**INPUT MATERIAL**.

◆ ◆ ◆ ◆ ◆ ◆ ◆

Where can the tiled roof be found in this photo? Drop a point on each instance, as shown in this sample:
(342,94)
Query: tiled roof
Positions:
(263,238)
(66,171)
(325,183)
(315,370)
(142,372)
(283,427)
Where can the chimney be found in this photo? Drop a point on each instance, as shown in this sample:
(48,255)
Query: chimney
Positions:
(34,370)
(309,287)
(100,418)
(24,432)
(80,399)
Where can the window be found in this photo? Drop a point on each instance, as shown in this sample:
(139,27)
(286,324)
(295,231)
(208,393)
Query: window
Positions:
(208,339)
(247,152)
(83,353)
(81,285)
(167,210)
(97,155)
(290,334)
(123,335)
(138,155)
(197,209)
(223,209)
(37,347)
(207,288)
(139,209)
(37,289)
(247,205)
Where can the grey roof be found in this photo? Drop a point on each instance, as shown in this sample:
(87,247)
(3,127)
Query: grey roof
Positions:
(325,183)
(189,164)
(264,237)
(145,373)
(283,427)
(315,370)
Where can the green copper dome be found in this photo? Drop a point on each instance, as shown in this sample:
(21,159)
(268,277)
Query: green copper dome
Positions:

◆ ◆ ◆ ◆ ◆ ◆ ◆

Write out every item above again, word for word and line for line, with nothing changed.

**RESULT OF THE EXERCISE**.
Where can the tiled roof be found in this photo? Drop a point on each instance, as shown in this sample:
(342,94)
Query: tiled roof
Positions:
(263,238)
(66,171)
(325,183)
(315,370)
(142,372)
(283,427)
Where can the chimney be found in this photo? Drop a point on each instance, as shown in this sample:
(48,255)
Query: chimney
Positions:
(34,370)
(309,287)
(100,418)
(24,432)
(80,399)
Where can the window be found in this photo? Drop a point on each instance, as shown in this sample:
(139,27)
(286,324)
(295,231)
(208,393)
Query: window
Positions:
(208,339)
(247,152)
(83,353)
(81,285)
(167,210)
(97,155)
(290,334)
(123,335)
(138,155)
(197,209)
(223,209)
(37,347)
(207,288)
(139,209)
(37,289)
(247,205)
Where can the grey roof be found in this photo? Drop a point on each instance, as shown in this sample:
(87,247)
(3,127)
Query: grey roof
Positions:
(325,183)
(189,164)
(264,237)
(145,373)
(283,427)
(315,370)
Where can the green copper dome be found in this photo? Drop a point on each instance, as shown in this sample:
(21,159)
(268,277)
Query: green copper dome
Positions:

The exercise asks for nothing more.